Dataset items
* Begin *

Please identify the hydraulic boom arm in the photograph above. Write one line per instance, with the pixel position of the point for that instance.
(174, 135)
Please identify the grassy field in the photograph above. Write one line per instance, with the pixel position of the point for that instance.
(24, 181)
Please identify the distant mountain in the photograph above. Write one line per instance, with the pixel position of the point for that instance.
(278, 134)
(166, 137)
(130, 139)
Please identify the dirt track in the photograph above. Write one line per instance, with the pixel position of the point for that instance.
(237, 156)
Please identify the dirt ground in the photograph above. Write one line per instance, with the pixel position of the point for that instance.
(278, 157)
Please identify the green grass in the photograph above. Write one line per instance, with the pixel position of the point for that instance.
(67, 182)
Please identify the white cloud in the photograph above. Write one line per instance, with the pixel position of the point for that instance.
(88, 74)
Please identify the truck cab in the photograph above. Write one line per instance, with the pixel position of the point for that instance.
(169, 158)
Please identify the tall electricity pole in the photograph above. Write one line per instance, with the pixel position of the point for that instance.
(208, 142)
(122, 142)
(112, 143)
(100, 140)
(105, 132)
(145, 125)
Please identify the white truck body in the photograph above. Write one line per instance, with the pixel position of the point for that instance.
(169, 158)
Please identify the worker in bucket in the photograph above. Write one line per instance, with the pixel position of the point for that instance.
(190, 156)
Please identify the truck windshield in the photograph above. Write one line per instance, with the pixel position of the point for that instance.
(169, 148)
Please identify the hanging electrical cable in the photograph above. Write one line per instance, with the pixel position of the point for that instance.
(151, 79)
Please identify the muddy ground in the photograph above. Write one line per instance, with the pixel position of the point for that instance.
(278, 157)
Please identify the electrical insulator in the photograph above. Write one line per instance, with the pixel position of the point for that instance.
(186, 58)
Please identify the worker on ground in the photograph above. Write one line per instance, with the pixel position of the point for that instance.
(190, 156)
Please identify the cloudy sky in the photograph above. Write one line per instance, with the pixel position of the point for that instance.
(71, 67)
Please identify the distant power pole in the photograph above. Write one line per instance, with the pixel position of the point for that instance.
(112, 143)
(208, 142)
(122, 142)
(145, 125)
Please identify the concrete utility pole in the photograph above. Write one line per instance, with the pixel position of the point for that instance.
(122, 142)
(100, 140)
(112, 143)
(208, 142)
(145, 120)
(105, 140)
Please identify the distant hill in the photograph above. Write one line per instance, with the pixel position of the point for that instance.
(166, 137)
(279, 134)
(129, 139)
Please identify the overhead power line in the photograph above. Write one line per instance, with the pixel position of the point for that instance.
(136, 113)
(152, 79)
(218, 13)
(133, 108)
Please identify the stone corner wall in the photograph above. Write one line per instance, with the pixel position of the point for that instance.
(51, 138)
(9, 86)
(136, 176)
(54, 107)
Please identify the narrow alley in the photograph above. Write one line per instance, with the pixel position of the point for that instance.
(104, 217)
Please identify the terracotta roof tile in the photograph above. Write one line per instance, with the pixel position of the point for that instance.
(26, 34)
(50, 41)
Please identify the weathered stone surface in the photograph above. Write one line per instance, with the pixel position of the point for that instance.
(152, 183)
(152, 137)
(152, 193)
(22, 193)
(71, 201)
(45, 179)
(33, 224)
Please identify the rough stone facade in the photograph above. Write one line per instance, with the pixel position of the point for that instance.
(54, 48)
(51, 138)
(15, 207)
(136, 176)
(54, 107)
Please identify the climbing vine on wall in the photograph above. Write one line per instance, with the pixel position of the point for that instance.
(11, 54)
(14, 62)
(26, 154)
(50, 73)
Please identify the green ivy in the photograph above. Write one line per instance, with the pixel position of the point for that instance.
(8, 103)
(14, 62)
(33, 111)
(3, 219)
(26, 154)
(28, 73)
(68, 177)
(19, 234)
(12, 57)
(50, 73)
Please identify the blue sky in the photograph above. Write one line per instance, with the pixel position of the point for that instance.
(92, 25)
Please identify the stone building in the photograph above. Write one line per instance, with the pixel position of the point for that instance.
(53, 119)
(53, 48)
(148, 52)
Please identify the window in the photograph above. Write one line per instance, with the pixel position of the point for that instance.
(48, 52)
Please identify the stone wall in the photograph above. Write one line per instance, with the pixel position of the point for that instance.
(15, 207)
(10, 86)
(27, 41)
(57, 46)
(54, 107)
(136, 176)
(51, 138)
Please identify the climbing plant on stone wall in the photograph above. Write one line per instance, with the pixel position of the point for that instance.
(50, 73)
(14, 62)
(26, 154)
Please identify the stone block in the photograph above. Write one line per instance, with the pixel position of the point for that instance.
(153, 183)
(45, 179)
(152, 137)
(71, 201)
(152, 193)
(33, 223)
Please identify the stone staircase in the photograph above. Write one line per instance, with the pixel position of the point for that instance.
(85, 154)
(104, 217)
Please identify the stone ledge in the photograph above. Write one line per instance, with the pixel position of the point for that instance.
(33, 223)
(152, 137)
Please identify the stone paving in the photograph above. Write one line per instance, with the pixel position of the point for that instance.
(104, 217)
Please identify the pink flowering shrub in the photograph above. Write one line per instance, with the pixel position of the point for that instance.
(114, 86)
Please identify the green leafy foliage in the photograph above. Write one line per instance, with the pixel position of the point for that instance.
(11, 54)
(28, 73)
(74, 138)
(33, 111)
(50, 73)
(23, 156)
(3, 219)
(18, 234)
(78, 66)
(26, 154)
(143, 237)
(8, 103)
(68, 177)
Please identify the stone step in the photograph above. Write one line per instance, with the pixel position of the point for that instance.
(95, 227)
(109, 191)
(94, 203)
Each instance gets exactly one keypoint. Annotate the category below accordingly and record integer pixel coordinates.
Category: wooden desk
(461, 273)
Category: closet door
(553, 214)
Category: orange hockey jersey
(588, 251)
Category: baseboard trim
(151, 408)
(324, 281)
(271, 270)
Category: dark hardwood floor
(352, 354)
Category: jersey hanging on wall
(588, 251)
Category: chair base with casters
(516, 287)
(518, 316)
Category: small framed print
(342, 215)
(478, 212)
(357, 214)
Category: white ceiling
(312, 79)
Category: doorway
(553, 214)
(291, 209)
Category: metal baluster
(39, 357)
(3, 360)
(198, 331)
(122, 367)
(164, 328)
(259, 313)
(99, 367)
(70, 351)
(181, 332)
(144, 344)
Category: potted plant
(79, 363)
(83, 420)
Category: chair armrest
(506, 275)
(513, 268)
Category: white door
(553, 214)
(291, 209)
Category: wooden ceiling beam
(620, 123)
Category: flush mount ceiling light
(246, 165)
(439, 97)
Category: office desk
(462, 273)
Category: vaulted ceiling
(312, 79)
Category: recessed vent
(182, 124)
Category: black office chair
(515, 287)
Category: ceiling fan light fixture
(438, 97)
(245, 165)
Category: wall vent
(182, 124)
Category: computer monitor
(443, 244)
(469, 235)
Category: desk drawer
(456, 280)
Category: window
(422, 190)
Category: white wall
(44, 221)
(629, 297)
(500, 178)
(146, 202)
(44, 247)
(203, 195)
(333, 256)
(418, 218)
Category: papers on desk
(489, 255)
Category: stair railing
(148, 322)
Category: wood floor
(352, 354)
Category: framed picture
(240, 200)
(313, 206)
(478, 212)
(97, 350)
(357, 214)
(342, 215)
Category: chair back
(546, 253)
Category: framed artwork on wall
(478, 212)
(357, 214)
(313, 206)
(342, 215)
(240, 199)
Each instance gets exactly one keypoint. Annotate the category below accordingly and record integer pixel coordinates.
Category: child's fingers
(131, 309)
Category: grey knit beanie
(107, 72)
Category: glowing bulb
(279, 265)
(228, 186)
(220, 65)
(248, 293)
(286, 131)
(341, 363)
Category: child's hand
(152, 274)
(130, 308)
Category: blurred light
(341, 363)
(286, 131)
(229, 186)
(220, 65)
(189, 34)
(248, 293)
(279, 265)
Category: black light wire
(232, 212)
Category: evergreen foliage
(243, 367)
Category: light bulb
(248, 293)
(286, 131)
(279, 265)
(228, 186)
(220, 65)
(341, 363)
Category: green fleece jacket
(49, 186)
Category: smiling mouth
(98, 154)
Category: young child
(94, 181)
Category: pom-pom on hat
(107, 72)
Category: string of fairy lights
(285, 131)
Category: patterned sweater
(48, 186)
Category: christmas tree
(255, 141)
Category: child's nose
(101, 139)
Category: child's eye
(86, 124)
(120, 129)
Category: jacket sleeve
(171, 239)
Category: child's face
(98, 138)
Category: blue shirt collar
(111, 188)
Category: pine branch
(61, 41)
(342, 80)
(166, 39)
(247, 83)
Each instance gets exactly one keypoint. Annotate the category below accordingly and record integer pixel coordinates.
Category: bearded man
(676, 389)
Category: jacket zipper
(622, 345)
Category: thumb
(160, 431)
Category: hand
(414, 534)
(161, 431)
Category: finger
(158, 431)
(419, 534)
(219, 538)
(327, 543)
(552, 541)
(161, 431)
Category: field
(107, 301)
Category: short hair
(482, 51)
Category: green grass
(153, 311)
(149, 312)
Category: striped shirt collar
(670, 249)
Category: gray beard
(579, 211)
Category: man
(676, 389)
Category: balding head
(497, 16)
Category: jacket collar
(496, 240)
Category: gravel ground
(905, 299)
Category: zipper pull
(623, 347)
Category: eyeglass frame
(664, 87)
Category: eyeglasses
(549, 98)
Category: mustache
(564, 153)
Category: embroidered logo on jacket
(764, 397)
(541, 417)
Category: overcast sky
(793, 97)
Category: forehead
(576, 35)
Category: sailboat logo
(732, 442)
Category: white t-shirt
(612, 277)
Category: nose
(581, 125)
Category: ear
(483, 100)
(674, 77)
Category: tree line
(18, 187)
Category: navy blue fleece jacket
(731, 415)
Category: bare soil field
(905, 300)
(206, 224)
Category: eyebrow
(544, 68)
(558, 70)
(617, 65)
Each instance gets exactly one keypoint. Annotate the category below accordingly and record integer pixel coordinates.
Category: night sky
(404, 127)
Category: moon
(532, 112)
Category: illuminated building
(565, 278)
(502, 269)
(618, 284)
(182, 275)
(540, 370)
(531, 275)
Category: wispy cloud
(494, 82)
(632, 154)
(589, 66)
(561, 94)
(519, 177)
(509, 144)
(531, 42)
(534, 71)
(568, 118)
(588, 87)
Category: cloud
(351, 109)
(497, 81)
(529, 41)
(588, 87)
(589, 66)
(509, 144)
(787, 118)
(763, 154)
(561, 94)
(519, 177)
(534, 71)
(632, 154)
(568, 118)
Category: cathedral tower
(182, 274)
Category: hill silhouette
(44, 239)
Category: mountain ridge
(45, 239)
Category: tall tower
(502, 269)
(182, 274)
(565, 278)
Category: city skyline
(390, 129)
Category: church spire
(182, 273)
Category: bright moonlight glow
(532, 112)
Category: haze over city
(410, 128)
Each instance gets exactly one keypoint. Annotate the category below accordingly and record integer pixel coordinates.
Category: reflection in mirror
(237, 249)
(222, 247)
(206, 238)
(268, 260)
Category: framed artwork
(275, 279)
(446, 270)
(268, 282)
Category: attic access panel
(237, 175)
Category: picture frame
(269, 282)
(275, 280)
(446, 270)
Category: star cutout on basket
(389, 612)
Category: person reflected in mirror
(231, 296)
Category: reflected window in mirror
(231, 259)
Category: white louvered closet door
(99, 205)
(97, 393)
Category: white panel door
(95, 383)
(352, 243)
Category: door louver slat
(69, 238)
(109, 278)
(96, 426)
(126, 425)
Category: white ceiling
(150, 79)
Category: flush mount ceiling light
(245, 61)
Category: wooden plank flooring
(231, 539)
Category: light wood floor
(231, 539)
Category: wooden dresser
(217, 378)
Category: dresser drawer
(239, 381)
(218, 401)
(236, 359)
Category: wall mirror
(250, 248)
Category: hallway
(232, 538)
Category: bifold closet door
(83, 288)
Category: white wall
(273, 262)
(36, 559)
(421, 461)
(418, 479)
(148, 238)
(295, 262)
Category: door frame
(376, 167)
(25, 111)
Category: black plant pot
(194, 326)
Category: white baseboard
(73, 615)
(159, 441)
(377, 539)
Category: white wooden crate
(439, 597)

* End *

Repeat only the stretch of lines that opens with the line containing "Category: wooden plank flooring" and closes with the final line of the entries, both included, exactly as written.

Category: wooden plank flooring
(231, 539)
Category: light wood floor
(231, 539)
Category: wooden dresser
(217, 378)
Category: dresser drawer
(239, 381)
(218, 401)
(236, 359)
Category: wall mirror
(250, 248)
Category: hallway
(232, 538)
Category: bifold closet door
(83, 288)
Category: white wall
(273, 262)
(36, 559)
(421, 461)
(418, 479)
(148, 238)
(295, 262)
Category: door frame
(376, 167)
(25, 111)
Category: black plant pot
(194, 326)
Category: white baseboard
(73, 615)
(159, 441)
(377, 539)
Category: white wooden crate
(439, 597)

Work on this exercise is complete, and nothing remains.